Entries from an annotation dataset
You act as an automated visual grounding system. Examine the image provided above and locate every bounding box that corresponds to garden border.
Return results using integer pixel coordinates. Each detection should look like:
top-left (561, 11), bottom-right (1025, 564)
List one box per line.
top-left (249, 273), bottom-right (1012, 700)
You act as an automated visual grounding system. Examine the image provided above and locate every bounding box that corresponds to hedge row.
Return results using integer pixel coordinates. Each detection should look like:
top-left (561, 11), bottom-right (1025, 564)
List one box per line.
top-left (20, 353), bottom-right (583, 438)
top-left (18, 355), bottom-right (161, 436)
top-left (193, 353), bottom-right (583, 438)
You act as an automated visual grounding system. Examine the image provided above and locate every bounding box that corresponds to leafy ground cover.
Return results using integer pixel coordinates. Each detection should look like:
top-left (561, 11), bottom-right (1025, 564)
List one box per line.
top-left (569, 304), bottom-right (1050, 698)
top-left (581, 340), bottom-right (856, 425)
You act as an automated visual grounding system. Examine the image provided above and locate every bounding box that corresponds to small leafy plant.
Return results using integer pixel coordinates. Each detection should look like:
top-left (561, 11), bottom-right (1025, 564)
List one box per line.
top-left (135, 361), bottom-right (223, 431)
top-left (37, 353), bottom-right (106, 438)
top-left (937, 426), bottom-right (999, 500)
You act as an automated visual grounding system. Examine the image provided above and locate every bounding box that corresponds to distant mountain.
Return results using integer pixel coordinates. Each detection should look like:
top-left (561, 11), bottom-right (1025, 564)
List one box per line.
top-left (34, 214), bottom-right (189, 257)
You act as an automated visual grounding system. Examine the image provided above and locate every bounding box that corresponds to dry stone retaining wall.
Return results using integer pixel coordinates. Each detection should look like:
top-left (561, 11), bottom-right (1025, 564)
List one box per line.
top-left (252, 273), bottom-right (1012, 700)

* * *

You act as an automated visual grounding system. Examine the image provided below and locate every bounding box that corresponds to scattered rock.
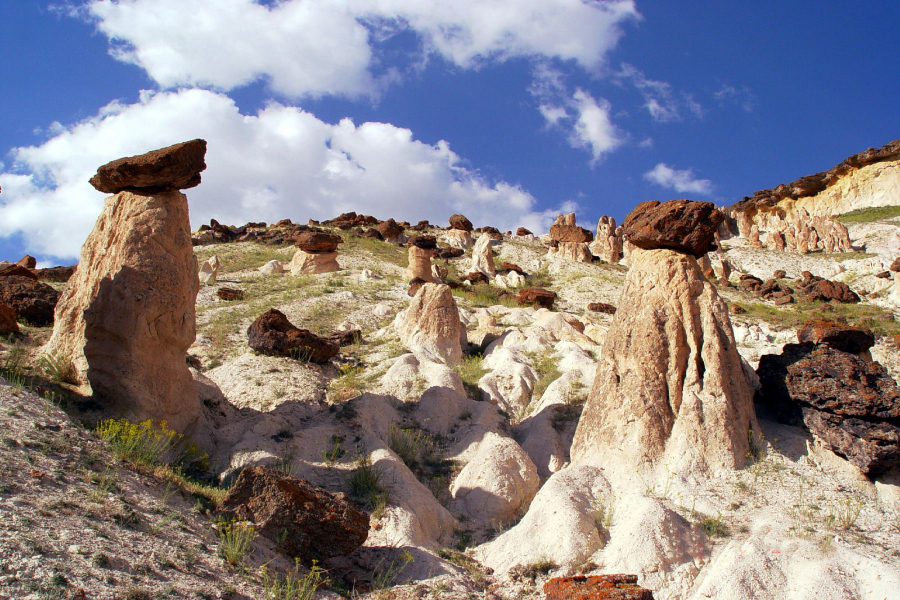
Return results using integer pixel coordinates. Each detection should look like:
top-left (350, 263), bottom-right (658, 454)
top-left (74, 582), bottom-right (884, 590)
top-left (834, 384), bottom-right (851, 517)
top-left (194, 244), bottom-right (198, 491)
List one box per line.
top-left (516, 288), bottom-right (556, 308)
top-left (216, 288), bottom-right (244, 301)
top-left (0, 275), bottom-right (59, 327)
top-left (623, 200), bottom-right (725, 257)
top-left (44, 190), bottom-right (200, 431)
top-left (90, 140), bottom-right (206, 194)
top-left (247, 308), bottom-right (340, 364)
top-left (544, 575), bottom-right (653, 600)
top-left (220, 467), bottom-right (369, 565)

> [Task statement]:
Write out in full every line of the listing starting at the one that contains "stone retaining wall." and ending at the one that contains "top-left (252, 273), bottom-right (1012, 700)", and include no other lines. In the last of these lines, shift each coordinate up by 138.

> [Answer for this exercise]:
You act as an automated visual grounding system. Examine the image provided above and locate every bounding box that corresponds to dry stone retaining wall.
Return results using integer pixel coordinates. Each detection should look like:
top-left (561, 11), bottom-right (1025, 564)
List one box per line.
top-left (390, 411), bottom-right (1150, 838)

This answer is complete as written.